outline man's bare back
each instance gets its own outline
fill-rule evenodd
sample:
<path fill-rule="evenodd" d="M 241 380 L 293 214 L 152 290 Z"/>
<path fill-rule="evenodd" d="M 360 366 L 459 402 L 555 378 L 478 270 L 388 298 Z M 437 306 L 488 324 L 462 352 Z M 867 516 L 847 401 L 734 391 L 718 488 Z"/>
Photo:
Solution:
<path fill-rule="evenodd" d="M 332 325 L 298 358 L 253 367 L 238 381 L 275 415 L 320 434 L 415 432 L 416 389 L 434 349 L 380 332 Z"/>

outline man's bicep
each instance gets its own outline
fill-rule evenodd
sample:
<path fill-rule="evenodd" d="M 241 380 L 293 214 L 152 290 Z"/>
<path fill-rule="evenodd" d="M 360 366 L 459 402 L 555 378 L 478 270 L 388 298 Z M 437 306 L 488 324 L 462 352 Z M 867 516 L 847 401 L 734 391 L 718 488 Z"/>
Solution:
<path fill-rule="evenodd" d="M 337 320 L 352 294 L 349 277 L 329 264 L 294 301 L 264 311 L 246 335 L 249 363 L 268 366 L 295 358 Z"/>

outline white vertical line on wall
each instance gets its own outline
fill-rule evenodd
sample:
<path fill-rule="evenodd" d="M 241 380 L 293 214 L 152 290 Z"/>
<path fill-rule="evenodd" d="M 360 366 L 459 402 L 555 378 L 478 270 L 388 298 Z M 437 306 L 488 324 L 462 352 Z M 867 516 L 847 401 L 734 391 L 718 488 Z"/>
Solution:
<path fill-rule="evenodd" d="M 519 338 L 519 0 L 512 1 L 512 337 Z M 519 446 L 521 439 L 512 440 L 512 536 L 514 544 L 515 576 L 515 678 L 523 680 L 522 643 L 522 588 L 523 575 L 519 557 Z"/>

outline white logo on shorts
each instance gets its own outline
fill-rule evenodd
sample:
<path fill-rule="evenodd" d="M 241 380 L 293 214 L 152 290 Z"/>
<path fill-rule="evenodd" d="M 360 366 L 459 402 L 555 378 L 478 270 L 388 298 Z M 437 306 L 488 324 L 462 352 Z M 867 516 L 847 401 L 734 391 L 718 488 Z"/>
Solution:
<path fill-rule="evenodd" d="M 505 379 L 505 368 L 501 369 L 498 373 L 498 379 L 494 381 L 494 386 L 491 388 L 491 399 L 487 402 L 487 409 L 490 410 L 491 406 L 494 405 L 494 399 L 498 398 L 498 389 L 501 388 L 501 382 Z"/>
****
__Task directions__.
Say how many lines of the material above contain the string "white". Write nothing but the number.

__Result for this exercise__.
2